■ **DATA SHOWN**:
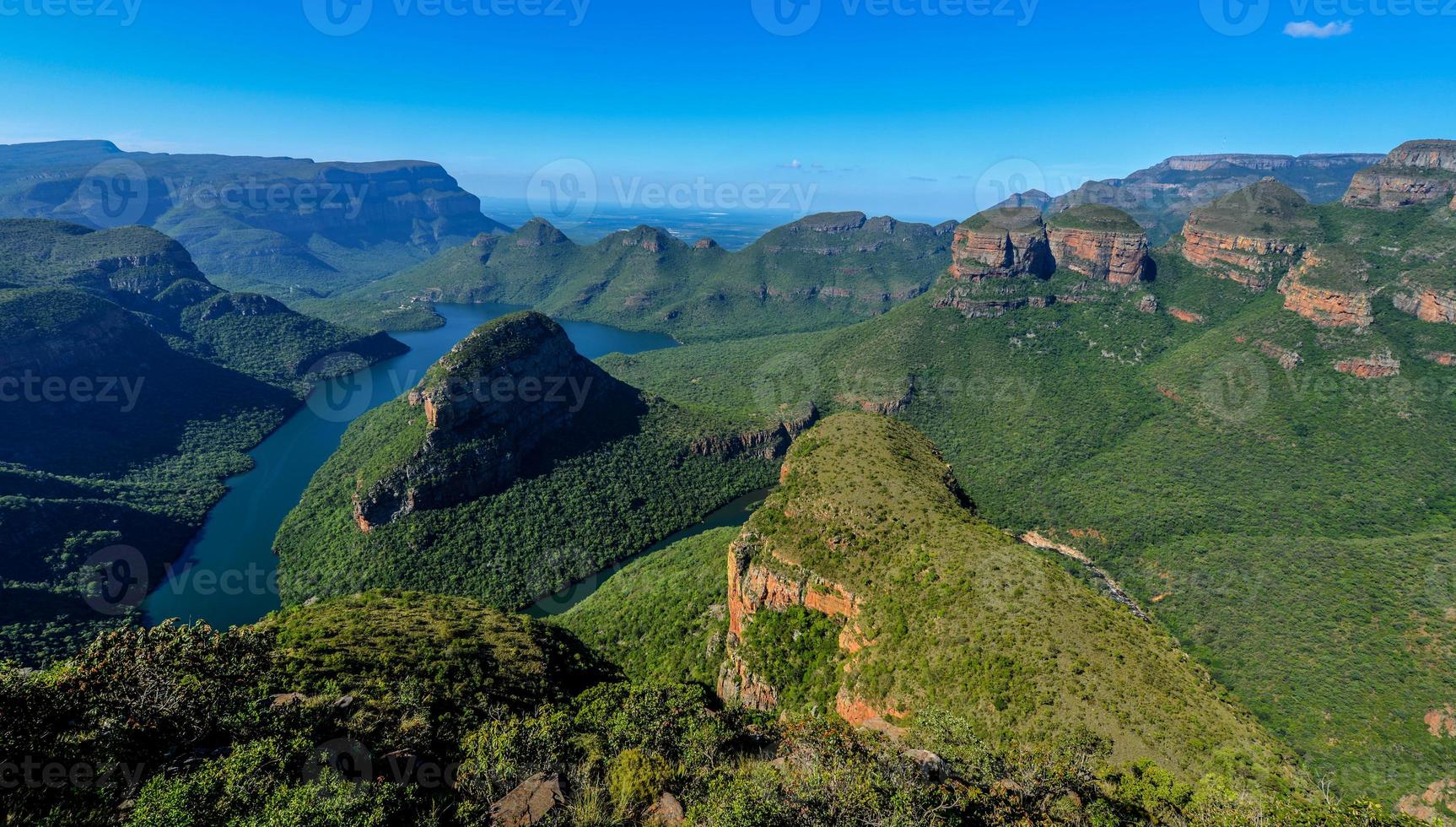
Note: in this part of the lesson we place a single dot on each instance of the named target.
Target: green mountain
(1163, 196)
(289, 228)
(1211, 441)
(515, 469)
(419, 710)
(112, 440)
(826, 270)
(132, 387)
(154, 277)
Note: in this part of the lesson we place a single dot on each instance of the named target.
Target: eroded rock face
(756, 587)
(488, 405)
(1427, 303)
(1002, 243)
(1378, 365)
(769, 443)
(1120, 258)
(1249, 261)
(1416, 172)
(1324, 306)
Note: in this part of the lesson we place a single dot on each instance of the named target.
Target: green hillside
(1162, 435)
(664, 614)
(826, 270)
(112, 439)
(154, 277)
(132, 389)
(287, 228)
(396, 708)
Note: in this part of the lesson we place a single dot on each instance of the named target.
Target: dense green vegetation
(1095, 217)
(868, 504)
(664, 614)
(812, 274)
(289, 228)
(1162, 435)
(619, 477)
(305, 721)
(130, 387)
(152, 275)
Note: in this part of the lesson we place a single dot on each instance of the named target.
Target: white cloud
(1308, 30)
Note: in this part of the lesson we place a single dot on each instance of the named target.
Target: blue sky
(916, 108)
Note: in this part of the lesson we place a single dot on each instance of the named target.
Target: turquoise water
(228, 576)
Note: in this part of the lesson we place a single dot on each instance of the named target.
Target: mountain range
(1075, 513)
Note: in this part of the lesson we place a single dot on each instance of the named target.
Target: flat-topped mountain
(511, 471)
(1251, 236)
(1416, 172)
(488, 405)
(1162, 196)
(154, 275)
(132, 387)
(816, 273)
(274, 224)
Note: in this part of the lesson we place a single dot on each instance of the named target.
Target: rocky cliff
(265, 219)
(1099, 242)
(1426, 303)
(1162, 197)
(930, 608)
(1005, 242)
(485, 408)
(1251, 236)
(1416, 172)
(1331, 289)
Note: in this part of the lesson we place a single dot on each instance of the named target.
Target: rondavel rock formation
(1251, 236)
(1416, 172)
(503, 392)
(1000, 255)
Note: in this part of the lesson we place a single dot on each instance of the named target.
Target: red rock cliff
(1416, 172)
(1120, 258)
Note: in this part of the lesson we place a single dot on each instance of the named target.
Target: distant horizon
(493, 188)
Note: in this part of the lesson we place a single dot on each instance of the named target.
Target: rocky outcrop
(1416, 172)
(503, 392)
(1378, 365)
(529, 804)
(756, 587)
(1002, 243)
(1327, 306)
(1103, 246)
(1249, 261)
(1427, 303)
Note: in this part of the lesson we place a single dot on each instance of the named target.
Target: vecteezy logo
(114, 194)
(1235, 18)
(338, 18)
(347, 391)
(1008, 178)
(342, 756)
(786, 18)
(1237, 387)
(564, 192)
(118, 583)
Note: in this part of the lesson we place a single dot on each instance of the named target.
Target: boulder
(531, 803)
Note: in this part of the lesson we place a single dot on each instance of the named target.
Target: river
(228, 574)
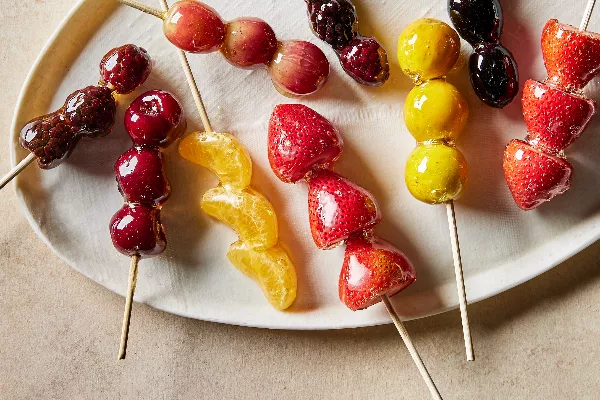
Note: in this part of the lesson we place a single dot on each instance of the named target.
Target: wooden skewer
(16, 170)
(133, 268)
(435, 394)
(460, 282)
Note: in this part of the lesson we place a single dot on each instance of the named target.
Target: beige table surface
(59, 331)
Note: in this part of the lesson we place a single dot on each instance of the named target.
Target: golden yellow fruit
(428, 49)
(436, 173)
(272, 269)
(248, 212)
(222, 153)
(435, 110)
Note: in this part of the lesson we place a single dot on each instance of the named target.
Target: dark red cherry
(136, 230)
(141, 176)
(155, 118)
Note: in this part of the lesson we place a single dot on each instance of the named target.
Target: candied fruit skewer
(296, 67)
(435, 114)
(303, 144)
(258, 253)
(556, 113)
(88, 112)
(153, 121)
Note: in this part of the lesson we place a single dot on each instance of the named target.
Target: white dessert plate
(70, 207)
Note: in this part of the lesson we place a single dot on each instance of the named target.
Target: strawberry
(337, 208)
(554, 118)
(534, 177)
(372, 267)
(572, 57)
(300, 139)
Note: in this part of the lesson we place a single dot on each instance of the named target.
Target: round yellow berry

■ **DIRECTION**:
Which lines in the data above contain the string "fruit", matching case exactly? Copy each of those lines.

■ **SOLUTION TO THIS PROBLEM**:
Target: golden yellow fruit
Target: candied fruit skewer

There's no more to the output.